[Start of Attachment]
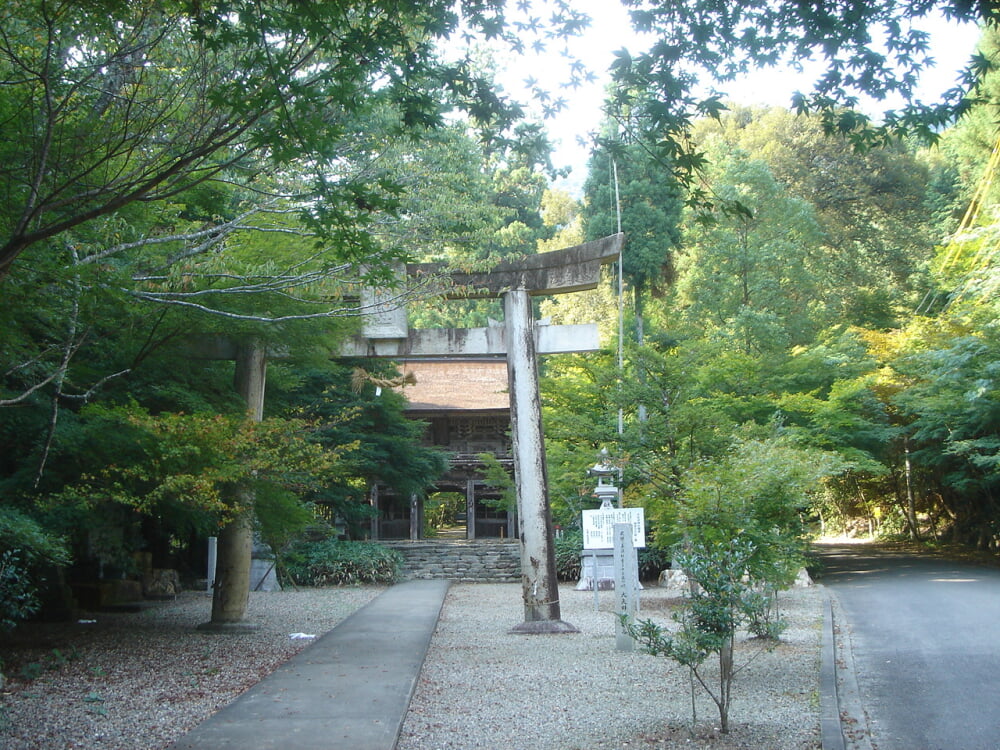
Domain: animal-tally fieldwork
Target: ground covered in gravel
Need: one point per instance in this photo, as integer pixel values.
(140, 680)
(484, 688)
[End of Attachment]
Task directions:
Output each record above exactly as written. Skip any pictures.

Written answer:
Domain: animal-tally fieldwork
Target: ground covered in gravel
Need: one point per instance in this photo, as integer pixel values.
(140, 680)
(484, 688)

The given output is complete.